The Internal Revenue Service issued a reminder Friday to taxpayers that they need to report any income from gains they get from virtual currency transactions on their tax returns.

The move comes after the IRS forced one of the largest cryptocurrency exchanges in the world, Coinbase, to send information on 13,000 of its users to the IRS last month after a legal battle involving the use of “John Doe” summonses.  That mean if you have engaged in transactions involving Bitcoin, Ethereum, and other digital currencies, you are expected to report those gains to the IRS.

The IRS pointed out that virtual currency transactions are taxable by law, similar to transactions involving other personal property.  The IRS issued guidance in 2014 in Notice 2014-21 spelling out the agency’s position on digital currency transactions for taxpayers and tax preparers.

The IRS warned Friday that taxpayers who do not properly report the income tax consequences of their cryptocurrency transactions fact the possibility of tax audits, and could even be liable for penalty and interest charges when appropriate.

Tasks to complete.
a. Translate this sentence from the article on cryptocurrency taxes into Spanish: "The IRS pointed out that virtual currency transactions are taxable by law, similar to transactions involving other personal property."
b. Answer these questions from the article on cryptocurrency taxes:
(i) How many Coinbase users had their information sent to the IRS?
(ii) In what year did the IRS issue its guidance on digital currency transactions?
(iii) Besides facing audits, what charges could taxpayers be liable for?

Material supplied.
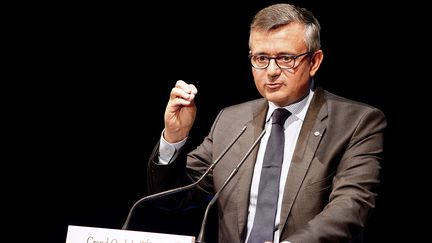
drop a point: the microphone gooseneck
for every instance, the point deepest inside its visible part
(200, 238)
(183, 188)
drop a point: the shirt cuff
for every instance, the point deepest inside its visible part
(169, 151)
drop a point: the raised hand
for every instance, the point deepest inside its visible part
(180, 112)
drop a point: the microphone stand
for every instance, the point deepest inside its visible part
(183, 188)
(200, 238)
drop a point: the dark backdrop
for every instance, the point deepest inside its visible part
(105, 72)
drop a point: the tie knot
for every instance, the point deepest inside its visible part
(280, 115)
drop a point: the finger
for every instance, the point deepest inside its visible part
(184, 90)
(179, 93)
(188, 88)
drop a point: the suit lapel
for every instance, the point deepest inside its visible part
(310, 135)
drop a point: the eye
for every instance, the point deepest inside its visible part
(285, 58)
(261, 58)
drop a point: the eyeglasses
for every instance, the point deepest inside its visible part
(283, 61)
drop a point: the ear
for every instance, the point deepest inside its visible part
(316, 60)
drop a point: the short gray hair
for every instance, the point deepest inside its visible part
(278, 15)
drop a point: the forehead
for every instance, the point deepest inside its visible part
(288, 38)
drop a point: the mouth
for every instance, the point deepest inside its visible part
(274, 85)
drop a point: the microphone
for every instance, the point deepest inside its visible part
(183, 188)
(200, 238)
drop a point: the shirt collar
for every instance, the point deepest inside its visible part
(297, 109)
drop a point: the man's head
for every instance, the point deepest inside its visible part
(285, 52)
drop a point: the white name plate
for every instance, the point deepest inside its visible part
(82, 234)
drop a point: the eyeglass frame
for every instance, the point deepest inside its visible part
(269, 58)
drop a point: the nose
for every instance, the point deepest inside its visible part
(273, 68)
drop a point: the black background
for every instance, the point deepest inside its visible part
(100, 76)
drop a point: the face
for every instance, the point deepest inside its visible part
(283, 86)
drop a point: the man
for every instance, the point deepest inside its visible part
(331, 154)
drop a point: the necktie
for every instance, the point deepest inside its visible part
(268, 190)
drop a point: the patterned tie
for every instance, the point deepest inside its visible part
(268, 191)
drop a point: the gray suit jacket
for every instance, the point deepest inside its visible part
(331, 185)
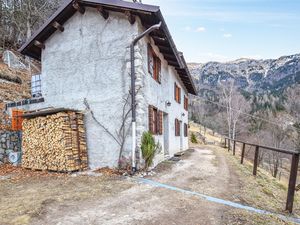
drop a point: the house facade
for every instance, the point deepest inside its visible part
(84, 49)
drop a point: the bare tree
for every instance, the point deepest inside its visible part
(18, 19)
(235, 104)
(293, 107)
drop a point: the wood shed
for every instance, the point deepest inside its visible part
(54, 140)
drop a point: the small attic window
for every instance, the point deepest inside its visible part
(154, 65)
(36, 86)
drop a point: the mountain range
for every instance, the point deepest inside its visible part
(271, 76)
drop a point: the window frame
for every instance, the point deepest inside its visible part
(154, 65)
(177, 128)
(185, 130)
(155, 120)
(177, 93)
(186, 103)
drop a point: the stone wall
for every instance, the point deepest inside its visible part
(9, 141)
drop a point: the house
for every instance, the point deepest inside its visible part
(84, 49)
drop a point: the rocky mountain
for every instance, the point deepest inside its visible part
(249, 75)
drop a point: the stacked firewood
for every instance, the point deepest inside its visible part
(54, 142)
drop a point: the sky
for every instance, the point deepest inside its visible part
(225, 30)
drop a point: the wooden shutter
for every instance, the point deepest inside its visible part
(177, 127)
(150, 60)
(17, 119)
(186, 103)
(185, 130)
(150, 118)
(175, 92)
(160, 123)
(158, 69)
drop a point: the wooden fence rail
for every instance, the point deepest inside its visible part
(258, 148)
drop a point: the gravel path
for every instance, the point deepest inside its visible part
(202, 170)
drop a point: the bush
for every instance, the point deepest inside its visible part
(194, 139)
(149, 149)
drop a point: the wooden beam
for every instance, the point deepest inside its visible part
(292, 183)
(57, 26)
(243, 153)
(255, 163)
(130, 17)
(79, 7)
(103, 12)
(39, 44)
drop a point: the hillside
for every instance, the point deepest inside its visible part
(14, 83)
(253, 76)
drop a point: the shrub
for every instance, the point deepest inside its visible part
(149, 149)
(194, 139)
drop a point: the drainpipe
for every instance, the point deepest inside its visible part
(133, 102)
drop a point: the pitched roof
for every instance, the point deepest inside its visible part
(149, 16)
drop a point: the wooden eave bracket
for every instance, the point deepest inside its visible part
(39, 44)
(58, 26)
(130, 17)
(103, 12)
(78, 7)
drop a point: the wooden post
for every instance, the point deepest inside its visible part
(234, 143)
(292, 183)
(243, 153)
(255, 164)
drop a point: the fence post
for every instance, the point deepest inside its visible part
(255, 164)
(234, 143)
(292, 183)
(243, 153)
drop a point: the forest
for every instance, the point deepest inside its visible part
(20, 18)
(261, 119)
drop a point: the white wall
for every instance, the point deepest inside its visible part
(91, 59)
(153, 93)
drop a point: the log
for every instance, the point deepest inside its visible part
(55, 143)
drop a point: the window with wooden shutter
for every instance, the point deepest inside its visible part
(151, 128)
(160, 119)
(177, 127)
(155, 121)
(150, 60)
(185, 130)
(17, 119)
(158, 69)
(154, 65)
(186, 103)
(177, 93)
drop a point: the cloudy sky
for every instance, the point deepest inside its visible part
(224, 30)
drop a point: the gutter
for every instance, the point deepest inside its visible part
(133, 94)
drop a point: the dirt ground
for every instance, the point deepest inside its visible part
(112, 199)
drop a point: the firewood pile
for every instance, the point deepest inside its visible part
(54, 142)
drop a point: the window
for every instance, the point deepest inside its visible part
(17, 119)
(154, 65)
(36, 86)
(155, 121)
(177, 127)
(186, 103)
(177, 93)
(185, 130)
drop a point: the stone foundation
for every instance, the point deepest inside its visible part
(9, 141)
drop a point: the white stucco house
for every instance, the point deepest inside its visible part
(84, 49)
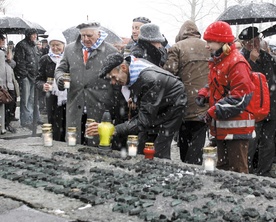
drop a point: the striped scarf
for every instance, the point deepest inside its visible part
(135, 68)
(99, 41)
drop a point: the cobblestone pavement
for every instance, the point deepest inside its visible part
(87, 184)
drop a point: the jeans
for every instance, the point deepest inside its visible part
(27, 88)
(264, 145)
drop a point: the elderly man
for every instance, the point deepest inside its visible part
(88, 95)
(261, 61)
(160, 99)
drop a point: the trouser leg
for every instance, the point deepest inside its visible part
(266, 147)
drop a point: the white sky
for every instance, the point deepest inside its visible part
(116, 15)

The responses.
a. El IRS señaló que las transacciones con moneda virtual están sujetas a impuestos por ley, de manera similar a las transacciones que involucran otros bienes personales.

b.
(i) 13,000
(ii) 2014
(iii) Penalty and interest charges